* Data for this task *
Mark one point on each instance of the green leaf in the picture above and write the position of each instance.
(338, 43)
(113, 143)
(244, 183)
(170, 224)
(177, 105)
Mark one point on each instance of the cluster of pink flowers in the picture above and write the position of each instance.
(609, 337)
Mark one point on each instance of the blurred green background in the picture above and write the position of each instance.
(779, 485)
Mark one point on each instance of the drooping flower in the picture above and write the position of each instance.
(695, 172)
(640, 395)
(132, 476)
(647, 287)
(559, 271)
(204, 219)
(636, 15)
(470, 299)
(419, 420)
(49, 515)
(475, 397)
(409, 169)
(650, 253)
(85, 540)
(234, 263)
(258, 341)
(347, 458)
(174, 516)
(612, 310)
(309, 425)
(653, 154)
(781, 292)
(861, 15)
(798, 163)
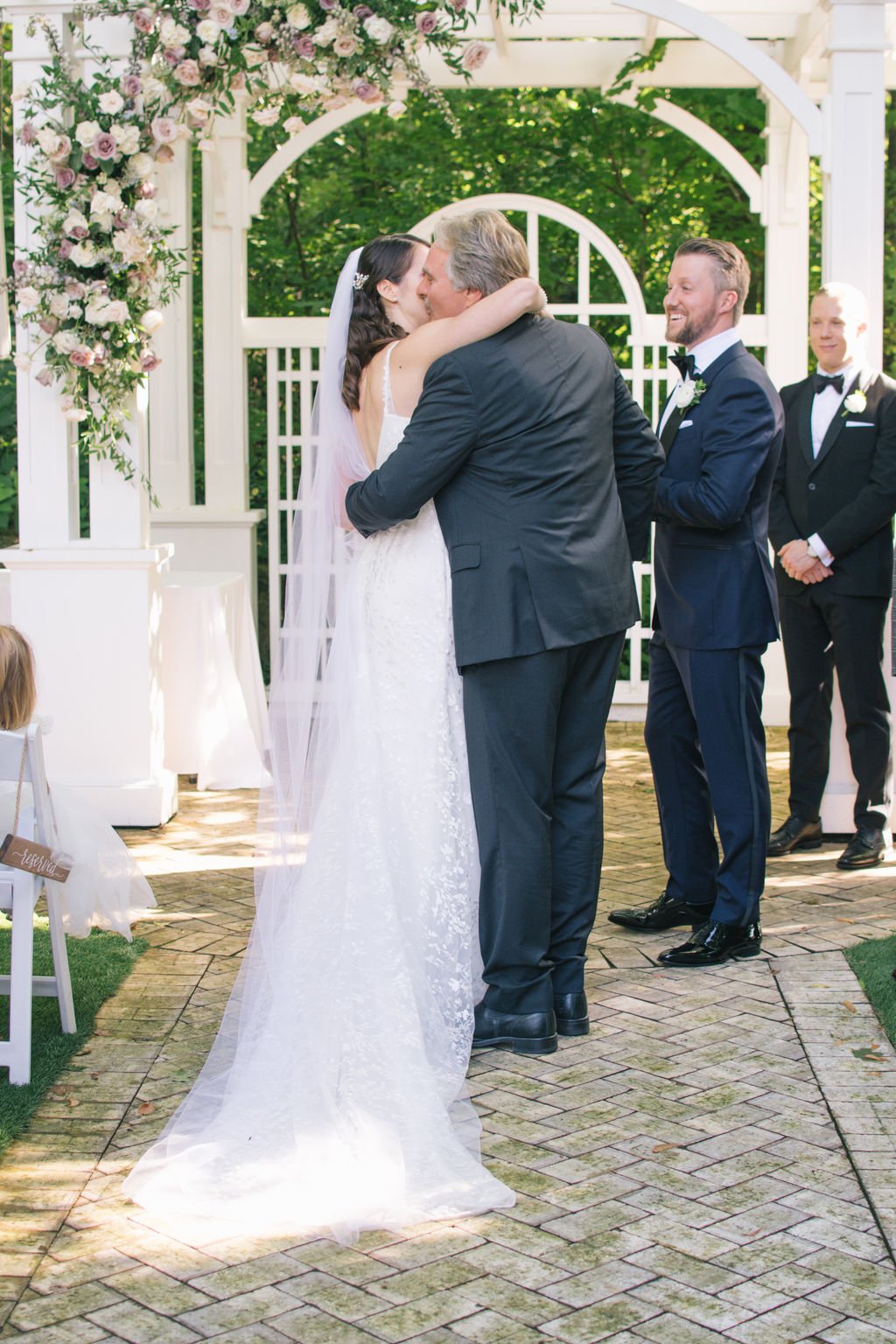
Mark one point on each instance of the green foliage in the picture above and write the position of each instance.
(875, 964)
(98, 965)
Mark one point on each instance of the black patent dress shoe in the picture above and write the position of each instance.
(864, 850)
(795, 834)
(571, 1012)
(664, 913)
(524, 1033)
(713, 944)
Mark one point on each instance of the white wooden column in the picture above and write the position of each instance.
(225, 220)
(171, 386)
(47, 456)
(786, 218)
(853, 159)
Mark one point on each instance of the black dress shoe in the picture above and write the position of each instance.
(864, 850)
(713, 944)
(664, 913)
(571, 1012)
(795, 834)
(522, 1032)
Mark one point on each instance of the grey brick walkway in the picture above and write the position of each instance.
(715, 1161)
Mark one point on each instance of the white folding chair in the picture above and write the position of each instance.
(19, 894)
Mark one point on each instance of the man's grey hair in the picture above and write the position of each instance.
(850, 300)
(484, 250)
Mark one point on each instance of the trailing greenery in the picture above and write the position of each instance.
(98, 965)
(875, 964)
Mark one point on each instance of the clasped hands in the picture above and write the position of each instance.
(801, 564)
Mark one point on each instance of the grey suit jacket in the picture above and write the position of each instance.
(543, 471)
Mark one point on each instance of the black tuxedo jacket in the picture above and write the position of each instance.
(846, 495)
(543, 471)
(712, 576)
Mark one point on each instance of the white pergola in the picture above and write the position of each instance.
(92, 606)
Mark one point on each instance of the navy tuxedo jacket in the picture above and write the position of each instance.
(543, 471)
(846, 494)
(712, 576)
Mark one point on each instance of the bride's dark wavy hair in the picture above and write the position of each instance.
(368, 328)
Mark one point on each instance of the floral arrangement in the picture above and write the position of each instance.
(94, 288)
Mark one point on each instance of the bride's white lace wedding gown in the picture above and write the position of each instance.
(333, 1096)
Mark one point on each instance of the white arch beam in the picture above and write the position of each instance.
(751, 58)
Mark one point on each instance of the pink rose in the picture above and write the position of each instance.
(187, 73)
(103, 145)
(164, 130)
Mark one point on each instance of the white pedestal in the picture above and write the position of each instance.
(94, 621)
(211, 541)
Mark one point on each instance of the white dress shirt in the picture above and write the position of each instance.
(704, 354)
(825, 405)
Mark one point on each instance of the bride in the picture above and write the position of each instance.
(333, 1098)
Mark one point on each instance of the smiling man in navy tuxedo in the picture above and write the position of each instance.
(832, 512)
(715, 613)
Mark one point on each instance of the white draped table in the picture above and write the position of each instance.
(215, 709)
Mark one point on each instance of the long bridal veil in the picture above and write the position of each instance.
(333, 1095)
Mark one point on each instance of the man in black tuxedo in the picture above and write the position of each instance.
(715, 613)
(832, 512)
(543, 471)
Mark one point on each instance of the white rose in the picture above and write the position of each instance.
(172, 35)
(150, 320)
(378, 29)
(127, 137)
(110, 102)
(141, 164)
(66, 341)
(87, 132)
(83, 255)
(329, 32)
(27, 298)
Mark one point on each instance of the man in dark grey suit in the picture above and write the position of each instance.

* Task details *
Nothing but the records, repeated exactly and stripped of pictures, should appear in the answer.

* Result *
Mark one point on each instance of the green leaf in the picture above and write the position of each instance.
(338, 43)
(113, 143)
(244, 183)
(170, 224)
(177, 105)
Mark one point on each instance of the cluster of pink flowers in the picture above and write the position of each instance.
(609, 337)
Mark one point on each instance of the blurred green background in the picture above and write the position of each instance.
(779, 485)
Mark one point on each instance of the drooping flower in the picture above and write the position of each instance.
(695, 172)
(640, 395)
(132, 476)
(647, 287)
(559, 271)
(204, 219)
(636, 15)
(470, 299)
(419, 420)
(49, 515)
(475, 397)
(409, 169)
(650, 253)
(85, 540)
(234, 263)
(258, 341)
(347, 458)
(174, 516)
(612, 310)
(309, 425)
(653, 154)
(781, 292)
(861, 15)
(798, 163)
Mark one point on each instance of the green foliage in the picture above and write the position of each instance.
(875, 964)
(98, 965)
Mark one point on each instance of the black patent dress shoe in the picture above and write the position of each instance.
(864, 850)
(795, 834)
(571, 1012)
(664, 913)
(524, 1033)
(713, 944)
Mark one point on each instance of the white wooden column in the picture above and write the position of each instance.
(225, 220)
(171, 386)
(47, 456)
(786, 218)
(853, 159)
Mark one point on each instance of the black dress shoe in the picture above and write the position of each instance.
(864, 850)
(713, 944)
(664, 913)
(571, 1012)
(795, 834)
(522, 1032)
Mark one point on each instance of the grey brick walkway in the picture above and write the position of each instance.
(715, 1161)
Mark one point on each instance of the white folding chair in the picture above and write the position of each instance.
(19, 894)
Mark one point on each instance of the man's grey hair in the picture above and write the position of each instance.
(850, 300)
(484, 250)
Mark one point on each instance of the trailing greenery in the picture above and write the position of each instance.
(98, 965)
(875, 964)
Mark one point on each instance of the clasped hands in the picture above and write the position of each instance.
(801, 564)
Mark one point on each instance of the grey suit jacket in the picture above and write the position of each instance.
(543, 471)
Mark one point on each instance of the black tuxedo jacket in the picture above and write the position of each instance.
(846, 495)
(543, 471)
(712, 576)
Mark one point on each instance of the white pergola in the picture above and write the position of each instance.
(92, 606)
Mark one point on each instance of the navy tuxedo jacket in the picture above and write the position of each instance.
(543, 471)
(846, 494)
(712, 576)
Mark one point on each instance of the bride's dark wavy hair in the picture above and write the position of each instance.
(368, 328)
Mark one point on each instance of the floral arrangement in the picture above and write the position of each instance.
(94, 288)
Mark one point on each instance of the bride's white lace wedding gown in the picture above and write the position of each instance.
(333, 1096)
Mark one point on each instance of the white arch beam in the picture above and write the position of each instance.
(751, 58)
Mark one point on each instance of the pink rose in the picture above and write the position of each instance.
(187, 73)
(103, 145)
(164, 130)
Mark one point on each instance of the white pedestal in the picture above and write the position of each instance.
(94, 621)
(211, 541)
Mark one point on each instance of the white dress shirt in the picture above and write the position of each instance.
(704, 354)
(825, 405)
Mark one point on each instance of the bride in the picture above and write the position of each instance.
(333, 1098)
Mark one point on each instance of the smiling man in navy tuxedo in the picture above and write the position of each instance.
(832, 512)
(715, 613)
Mark one point on each instance of the white draped table in the picture above and write the position of each instance.
(215, 709)
Mark one point on each instance of the long bridal veil in the picture above and write the position of each instance.
(333, 1095)
Mark one point on each instance of the man in black tuxedo in the picture above and write the position of each instance.
(715, 613)
(832, 512)
(543, 471)
Mark one point on each instance of the white rose in the picture above and write the position of each instance.
(172, 35)
(150, 320)
(378, 29)
(127, 137)
(110, 102)
(141, 164)
(66, 341)
(87, 132)
(83, 255)
(329, 32)
(27, 298)
Mark one point on each instance of the man in dark grey suit in the picture above and write the position of each instance.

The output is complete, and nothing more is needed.